> [Your objective]:
Where a line below holds the string "white", that line goes into the answer.

> [Provided records]:
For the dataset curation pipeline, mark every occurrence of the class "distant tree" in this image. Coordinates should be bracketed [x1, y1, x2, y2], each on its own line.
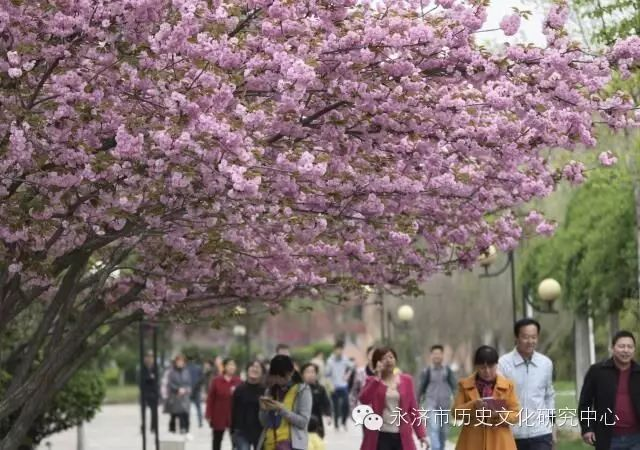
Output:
[573, 0, 640, 45]
[519, 163, 638, 316]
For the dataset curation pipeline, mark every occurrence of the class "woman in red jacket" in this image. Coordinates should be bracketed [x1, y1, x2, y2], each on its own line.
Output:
[205, 358, 241, 450]
[359, 347, 428, 450]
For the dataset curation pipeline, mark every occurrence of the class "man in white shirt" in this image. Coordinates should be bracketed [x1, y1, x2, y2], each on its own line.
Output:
[499, 318, 556, 450]
[325, 340, 354, 431]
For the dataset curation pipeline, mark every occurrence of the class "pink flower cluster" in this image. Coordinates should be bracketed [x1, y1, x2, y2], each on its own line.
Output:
[500, 14, 521, 36]
[563, 161, 587, 185]
[0, 0, 638, 318]
[598, 151, 618, 167]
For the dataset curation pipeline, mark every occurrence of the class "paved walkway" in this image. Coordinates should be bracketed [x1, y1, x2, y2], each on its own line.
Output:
[40, 404, 455, 449]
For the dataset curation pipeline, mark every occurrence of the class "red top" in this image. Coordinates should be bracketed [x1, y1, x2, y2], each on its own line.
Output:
[614, 367, 640, 435]
[205, 375, 242, 431]
[359, 373, 426, 450]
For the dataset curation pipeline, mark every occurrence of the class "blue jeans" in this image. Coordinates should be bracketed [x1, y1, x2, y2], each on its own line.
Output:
[515, 434, 552, 450]
[232, 432, 259, 450]
[191, 397, 202, 426]
[611, 434, 640, 450]
[428, 409, 449, 450]
[331, 387, 350, 427]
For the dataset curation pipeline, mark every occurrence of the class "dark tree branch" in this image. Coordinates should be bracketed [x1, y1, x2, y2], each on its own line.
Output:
[229, 8, 262, 38]
[51, 221, 136, 275]
[0, 283, 142, 422]
[27, 57, 62, 110]
[0, 284, 50, 338]
[5, 253, 90, 397]
[0, 311, 141, 450]
[0, 274, 20, 333]
[266, 101, 352, 144]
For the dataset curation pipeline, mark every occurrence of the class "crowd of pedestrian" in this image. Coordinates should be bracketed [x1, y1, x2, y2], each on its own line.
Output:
[138, 320, 639, 450]
[139, 342, 339, 450]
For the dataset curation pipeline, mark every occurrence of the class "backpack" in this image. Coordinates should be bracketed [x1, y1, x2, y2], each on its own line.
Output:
[418, 366, 456, 401]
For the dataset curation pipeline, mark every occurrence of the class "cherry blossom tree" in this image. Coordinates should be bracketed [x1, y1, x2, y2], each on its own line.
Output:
[0, 0, 638, 446]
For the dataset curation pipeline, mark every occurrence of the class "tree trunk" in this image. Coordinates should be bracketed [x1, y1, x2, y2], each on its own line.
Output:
[609, 309, 620, 343]
[0, 304, 110, 421]
[624, 131, 640, 301]
[0, 383, 53, 450]
[76, 423, 86, 450]
[633, 177, 640, 300]
[0, 281, 142, 423]
[0, 313, 138, 449]
[6, 256, 89, 398]
[574, 306, 595, 401]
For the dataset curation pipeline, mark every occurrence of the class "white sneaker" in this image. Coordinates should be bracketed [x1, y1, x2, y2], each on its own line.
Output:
[184, 433, 194, 441]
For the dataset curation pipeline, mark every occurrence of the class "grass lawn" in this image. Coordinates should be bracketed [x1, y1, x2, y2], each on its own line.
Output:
[555, 380, 578, 411]
[557, 437, 585, 450]
[104, 384, 139, 404]
[554, 380, 576, 391]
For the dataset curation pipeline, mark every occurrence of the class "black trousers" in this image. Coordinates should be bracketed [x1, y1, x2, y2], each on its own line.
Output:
[377, 432, 402, 450]
[213, 429, 226, 450]
[515, 434, 553, 450]
[144, 399, 158, 432]
[169, 413, 189, 433]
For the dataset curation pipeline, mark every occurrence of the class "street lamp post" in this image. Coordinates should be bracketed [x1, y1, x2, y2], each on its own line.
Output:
[364, 286, 386, 344]
[386, 304, 415, 372]
[397, 305, 417, 375]
[232, 324, 248, 368]
[232, 306, 251, 368]
[360, 286, 413, 347]
[138, 321, 160, 450]
[522, 278, 562, 316]
[397, 304, 415, 323]
[478, 247, 517, 324]
[387, 304, 415, 341]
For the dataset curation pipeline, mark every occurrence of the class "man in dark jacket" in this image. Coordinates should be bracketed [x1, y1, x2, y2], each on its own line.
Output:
[578, 330, 640, 450]
[187, 358, 204, 427]
[141, 352, 159, 432]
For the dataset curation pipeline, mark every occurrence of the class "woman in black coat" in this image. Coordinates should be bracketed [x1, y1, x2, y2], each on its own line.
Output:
[231, 360, 266, 450]
[301, 362, 332, 439]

> [Expected answer]:
For the dataset curation pipeline, mark every occurrence of the class "man in white shirt" in this image. Coordinates should be bracketed [x1, y1, x2, y2], each on its own line.
For the dataset curation pipeline, mark every occurrence of the class "white sneaker" in this image. Coordinates should be bracketed [x1, y1, x2, y2], each on its own line.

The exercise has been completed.